WHAT NEEDS TO BE DONE — Copy the listing below word for word, starting at the line that contains "Locate barbell sleeve" and continuing through the end of the listing, including both of those lines.

RAW RECORDS —
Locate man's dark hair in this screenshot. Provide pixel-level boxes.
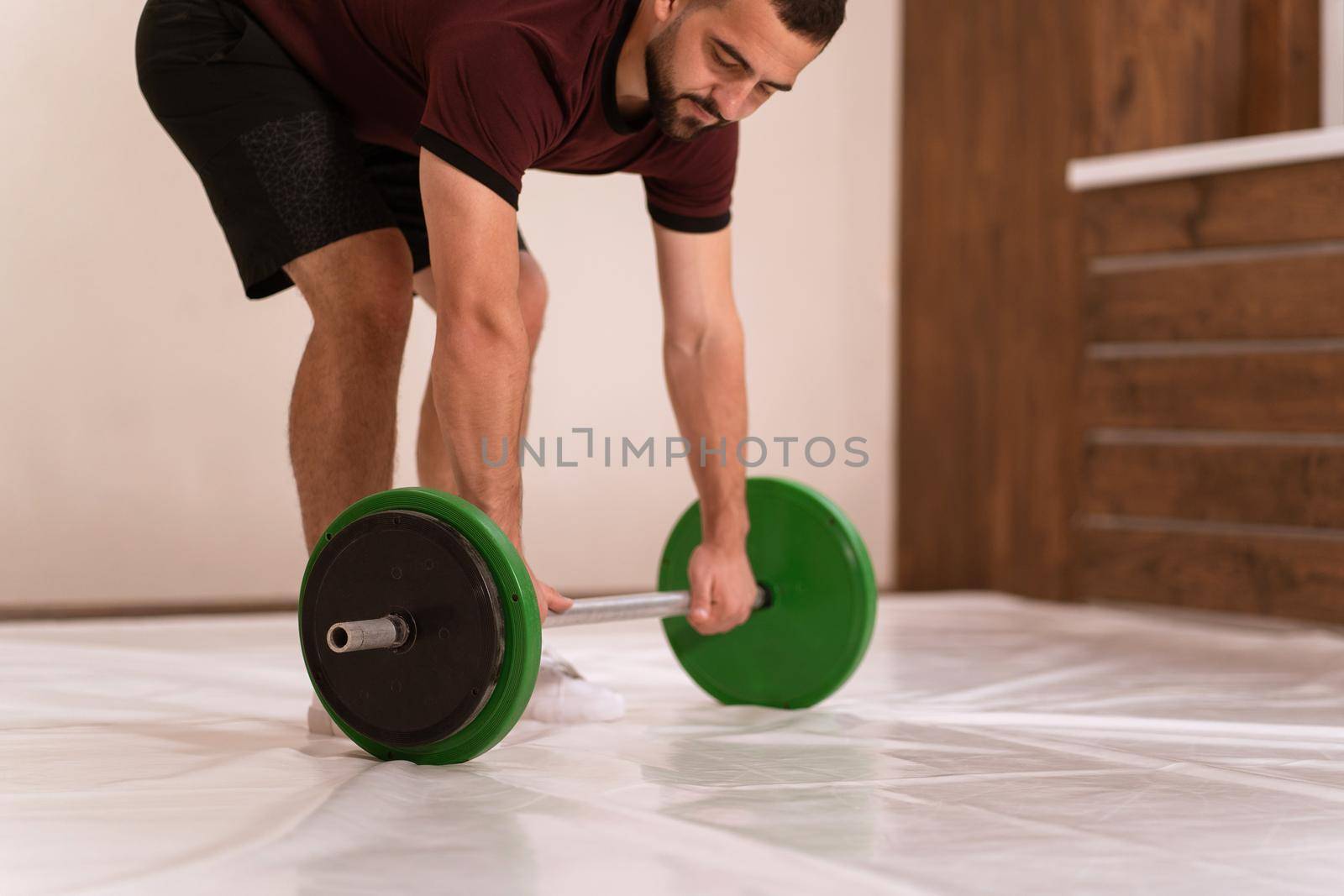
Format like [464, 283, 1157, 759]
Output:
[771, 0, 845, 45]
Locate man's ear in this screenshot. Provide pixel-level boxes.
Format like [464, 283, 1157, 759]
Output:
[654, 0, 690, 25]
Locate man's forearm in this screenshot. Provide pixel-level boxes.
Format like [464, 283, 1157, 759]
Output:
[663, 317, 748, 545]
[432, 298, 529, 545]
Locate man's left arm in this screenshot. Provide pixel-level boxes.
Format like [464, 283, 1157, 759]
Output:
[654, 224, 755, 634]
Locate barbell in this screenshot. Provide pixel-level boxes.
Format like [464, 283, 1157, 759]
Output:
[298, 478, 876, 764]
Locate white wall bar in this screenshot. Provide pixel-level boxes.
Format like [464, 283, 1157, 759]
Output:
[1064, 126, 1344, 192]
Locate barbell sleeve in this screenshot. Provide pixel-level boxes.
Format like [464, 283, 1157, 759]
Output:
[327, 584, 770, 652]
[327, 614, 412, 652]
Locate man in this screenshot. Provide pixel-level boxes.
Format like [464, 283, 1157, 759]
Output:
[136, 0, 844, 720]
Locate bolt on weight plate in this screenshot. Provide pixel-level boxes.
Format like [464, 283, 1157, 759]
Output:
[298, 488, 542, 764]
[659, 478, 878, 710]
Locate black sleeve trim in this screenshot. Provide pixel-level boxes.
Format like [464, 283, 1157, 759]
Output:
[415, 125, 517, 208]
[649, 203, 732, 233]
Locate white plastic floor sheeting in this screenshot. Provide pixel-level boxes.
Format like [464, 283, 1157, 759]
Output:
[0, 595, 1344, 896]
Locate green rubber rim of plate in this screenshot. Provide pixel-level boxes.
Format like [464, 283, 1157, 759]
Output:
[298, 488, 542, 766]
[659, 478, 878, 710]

CORRECT RESULT —
Locate barbell sleeve in this screenshot. Provide pixel-level boxes.
Format like [464, 283, 1157, 759]
Output:
[327, 584, 770, 652]
[327, 614, 412, 652]
Locate man in this screenshot. Provide pixel-level boxes.
Format like [464, 283, 1157, 759]
Output:
[136, 0, 844, 720]
Locate bolt on weight plate in this screenshot. Provide pixel-level boxes.
Format like [464, 283, 1157, 759]
Output:
[298, 488, 542, 764]
[659, 478, 878, 710]
Locate black sleeve trim in this screenshot. Provide pixel-level boxes.
Format like [464, 283, 1157, 759]
Output:
[415, 125, 517, 208]
[649, 203, 732, 233]
Locate white plastic floor sheeting in this screenshot. Provide pixel-level boxes.
Format like [464, 283, 1157, 759]
Output:
[0, 595, 1344, 896]
Locate green rubber rim of plate in this screenshot. Provide pixel-level boxes.
Format like [464, 283, 1157, 759]
Output:
[298, 488, 542, 766]
[659, 478, 878, 710]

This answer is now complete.